» **DOCUMENT TEXT**

Cheer up. It’s not all bad news out there.
OSHA, and the workers it helps to protect, won the lottery– for now: The 6th Circuit Court of Appeals three judge panel, randomly chosen to hear the case about whether or not to lift the stay of OSHA’s Vax-or-Test Emergency Temporary Standard, includes two judges who had actually studied the Occupational Safety and Health Act (OSHAct) and related legal precedents, read the OSHA COVID-10 standard and its explanatory preamble, and understood the crisis that workers in this country continue to face.
Accordingly, on Friday evening, in a 2-1 decision, the 6th Circuit Court of Appeals, noting that the COVID-19 pandemic has “wreaked havoc across America,” lifted the stay on the OSHA standard that was imposed by the 5th Circuit the day after OSHA issued the standard. The requirements of the standard will move forward, with a month delay — at least until the 6th Circuit renders a decision on the full merits of the standard and the Supreme Court has its say.
After the misinformation-laden political screed blocking the standard that was issued by the 5th Circuit last month, the 6th Circuit’s decision was a breath of fresh air, logic and recognition of real-world facts and law.
New Compliance Deadlines
OSHA responded to the Court’s decision by setting new deadlines for compliance. All of the requirements of the standard, except for vaccinations (or weekly testing), must be complied with by January 10. By February 9, any workers who are not fully vaccinated must be tested on a weekly basis. No citations will be issued before February 9, “so long as the employer is exercising reasonable, good faith efforts to come into compliance.” Such “enforcement discretion” is not uncommon for OSHA in the early days of a new standard.
The decision came a few days after the court declined to hear the case “en banc” — e.g. by the entire 6th Circuit. Judge Jane Stranch, an Obama appointee, wrote the majority decision. She was accompanied by Judge Julia Gibbons who was appointed by George W. Bush. Judge Joan Larsen, appointed by Donald Trump, dissented.
The Confined Space Analysis
The panel rejected all of the 5th Circuit justifications and arguments of the business-religious coalition that opposed the standard. As I described the 5th Circuit’s decision last month:
The 22-page court [5th Circuit] ruling was an angry political screed that bought into the notion that businesses would suffer “irreparable harm” and be “irreparably injured” by the OSHA standard. Judge Kurt Engelhardt, who penned the decision, called the standard “staggeringly overbroad,” but also underinclusive, and accused OSHA of forcing workers to chose between “their jobs and their jabs.”
It called the standard a one-size-fits-all sledgehammer, questioned OSHA’s authority to issue health standards, mislabeled the standard a “vaccine mandate” and accused OSHA of causing “workplace strife” and “untold economic upheaval” — even before it was issued.
Let’s look at how the 6th Circuit addressed some of the same issues that we discussed after they blocked the OSHA standard last month, as well as some other issues that the Supreme Court will likely consider.

» **EXTRACTED DATA**
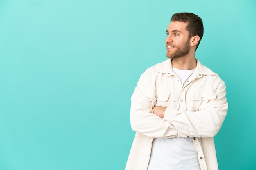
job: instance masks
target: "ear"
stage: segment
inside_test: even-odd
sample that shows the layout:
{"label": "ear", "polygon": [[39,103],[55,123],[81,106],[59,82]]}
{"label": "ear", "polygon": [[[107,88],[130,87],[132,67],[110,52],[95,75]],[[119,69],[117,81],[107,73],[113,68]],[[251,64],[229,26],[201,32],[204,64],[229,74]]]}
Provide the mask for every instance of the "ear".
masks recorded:
{"label": "ear", "polygon": [[196,46],[199,42],[200,40],[200,37],[198,35],[195,35],[191,37],[190,39],[190,45],[192,46]]}

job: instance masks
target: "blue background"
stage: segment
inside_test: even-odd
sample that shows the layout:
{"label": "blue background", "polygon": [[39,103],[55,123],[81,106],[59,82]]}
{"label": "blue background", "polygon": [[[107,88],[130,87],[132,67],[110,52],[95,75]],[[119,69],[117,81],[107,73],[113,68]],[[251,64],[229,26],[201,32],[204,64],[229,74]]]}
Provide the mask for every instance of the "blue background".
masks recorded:
{"label": "blue background", "polygon": [[196,57],[226,83],[219,168],[256,169],[253,0],[1,0],[0,169],[124,169],[130,96],[180,12],[202,19]]}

» **PROBLEM**
According to the article on the 6th Circuit's ruling on OSHA's Vax-or-Test standard, why did OSHA and the workers it protects "won the lottery"? Answer in one to three sentences.

» **YOUR RESPONSE**
The three-judge panel that would decide whether to lift the stay was chosen at random. It happened to include two judges who had studied the Occupational Safety and Health Act and related legal precedents, read the standard and its explanatory preamble, and understood the crisis that workers continue to face.